**Problem to solve:** Rewrite every one of the records below, putting "most central point" wherever "innermost point" appears and keeping the rest of the wording unchanged.

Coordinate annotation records
#####

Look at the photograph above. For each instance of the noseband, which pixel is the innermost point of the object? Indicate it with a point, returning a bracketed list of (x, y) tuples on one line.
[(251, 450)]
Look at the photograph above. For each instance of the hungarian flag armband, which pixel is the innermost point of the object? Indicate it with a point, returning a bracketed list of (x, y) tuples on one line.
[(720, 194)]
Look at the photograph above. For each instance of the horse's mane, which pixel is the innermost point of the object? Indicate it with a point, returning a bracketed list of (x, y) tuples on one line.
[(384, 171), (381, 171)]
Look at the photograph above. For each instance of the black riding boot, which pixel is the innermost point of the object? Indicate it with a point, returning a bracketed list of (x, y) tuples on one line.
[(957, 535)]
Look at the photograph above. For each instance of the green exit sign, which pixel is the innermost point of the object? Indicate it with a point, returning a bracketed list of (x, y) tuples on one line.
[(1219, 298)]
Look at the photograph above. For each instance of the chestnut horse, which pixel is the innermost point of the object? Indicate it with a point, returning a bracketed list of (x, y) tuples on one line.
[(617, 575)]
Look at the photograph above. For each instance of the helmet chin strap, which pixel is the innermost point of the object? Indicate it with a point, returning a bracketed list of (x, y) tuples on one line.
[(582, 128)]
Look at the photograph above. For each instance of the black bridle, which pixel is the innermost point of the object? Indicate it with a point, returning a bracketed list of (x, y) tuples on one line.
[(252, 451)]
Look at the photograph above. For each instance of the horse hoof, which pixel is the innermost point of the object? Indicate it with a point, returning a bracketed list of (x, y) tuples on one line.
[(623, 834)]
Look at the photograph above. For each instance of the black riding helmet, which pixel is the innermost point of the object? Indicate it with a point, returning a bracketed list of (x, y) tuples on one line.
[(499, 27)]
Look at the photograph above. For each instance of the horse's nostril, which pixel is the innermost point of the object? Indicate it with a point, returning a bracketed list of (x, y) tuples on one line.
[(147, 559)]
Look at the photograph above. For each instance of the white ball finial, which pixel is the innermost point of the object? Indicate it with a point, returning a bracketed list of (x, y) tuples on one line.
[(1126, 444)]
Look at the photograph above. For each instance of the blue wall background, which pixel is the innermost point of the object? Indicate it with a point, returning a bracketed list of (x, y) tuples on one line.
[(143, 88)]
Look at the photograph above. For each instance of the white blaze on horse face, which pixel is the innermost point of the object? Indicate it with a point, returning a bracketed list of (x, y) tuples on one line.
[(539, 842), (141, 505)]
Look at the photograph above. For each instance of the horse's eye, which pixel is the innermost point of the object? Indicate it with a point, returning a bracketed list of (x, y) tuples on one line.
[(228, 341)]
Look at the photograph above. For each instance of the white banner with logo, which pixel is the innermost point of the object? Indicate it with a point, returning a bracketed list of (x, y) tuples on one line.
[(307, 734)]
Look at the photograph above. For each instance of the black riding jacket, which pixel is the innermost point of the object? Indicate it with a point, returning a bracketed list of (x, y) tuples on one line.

#####

**Exercise response:**
Look at the photograph above. For each instance of the noseband, which pixel is the most central point of the object? Indicate it with a point, returning a bracketed list of (x, y) tuples on one line.
[(251, 450)]
Look at the photograph above. For each instance of the hungarian flag armband, which pixel is the most central point of the object? Indicate it with a point, returning a bracketed list of (x, y) tuples on one line.
[(720, 194)]
Look at the photograph above. For each instance of the horse's mane, which pixel is the most central point of the object? Indicate it with a point, returning a bracketed list of (x, y) tuples on one line.
[(384, 171), (381, 171)]
Look at the photograph above. For each instance of the black riding boot, which pixel is the most central point of the object? Indicate it with a point, returning a bracketed list of (x, y) tuples on one line.
[(957, 535)]
Look at the photograph above. For each instance of the green exit sign, which pixel is the most central point of the object? Indicate it with a point, returning a bracketed list of (x, y) tuples on one line.
[(1219, 298)]
Look at the photograph above. For each instance of the chestnut horse, which pixel is the most central point of the object? Indicate it with a point, returning a bracketed list of (x, y) tuples on one line.
[(617, 575)]
Look at the photograph above. For each instance of the helmet chin strap, which pixel is the most central point of the object? Indicate it with a point, returning a bracketed list of (x, y) tuples on one line.
[(582, 128)]
Look at the photograph above. For each instance of the black bridle, which pixel is the most central point of the object? Indicate it with a point, returning a bracketed list of (x, y) tuples on one line.
[(252, 451)]
Look at the photograph above. For each instance of the horse hoof, which pixel is the most central point of the object? Indicate it with a point, returning a bracketed list of (x, y) tuples on one line.
[(623, 834)]
Look at the photograph above. For each instance of the black riding helmet, which pixel is the most central point of the object? Indicate it with a point, returning a bracketed list of (x, y) tuples on one line.
[(499, 27)]
Look at the photograph above. For each instance of the horse's nostril, which pixel is the most central point of the object? Indicate it with a point, returning a bracketed list of (x, y) tuples on one line.
[(147, 559)]
Look at the photograph above. For each instance of the white ball finial, which pixel is the most central point of the object? Indicate it with a point, returning a bracketed list of (x, y) tuples on one line.
[(1126, 444)]
Look at the photograph above. For each instance of the blue wall background, which pixel is the most central point of the object? Indicate it with a point, returning a bracketed list of (x, y) tuples on one line.
[(143, 88)]
Look at the photograph above. For each instance of the white blaze on horse face, which pixel is the most central point of the object? Indicate it with a point, returning a bracketed list of (x, y) tuples on one line.
[(539, 842), (141, 505)]
Look at the photograph above. For each instance of the horse's eye, which pixel is the most central point of the object? Indicate it with a point, returning a bracketed list of (x, y) tuples on one line.
[(228, 341)]
Look at the photograph above. For each instance of the white banner with logo, which pixel is the most central point of the object? Indicate it with a point, returning a bracketed list of (x, y) tuples on one line.
[(307, 734)]
Look at the photograph above. For each instance of the black riding jacket, which pixel is the most central point of the object? Indicate it with a point, returning a bracketed list of (x, y) tuples on one line.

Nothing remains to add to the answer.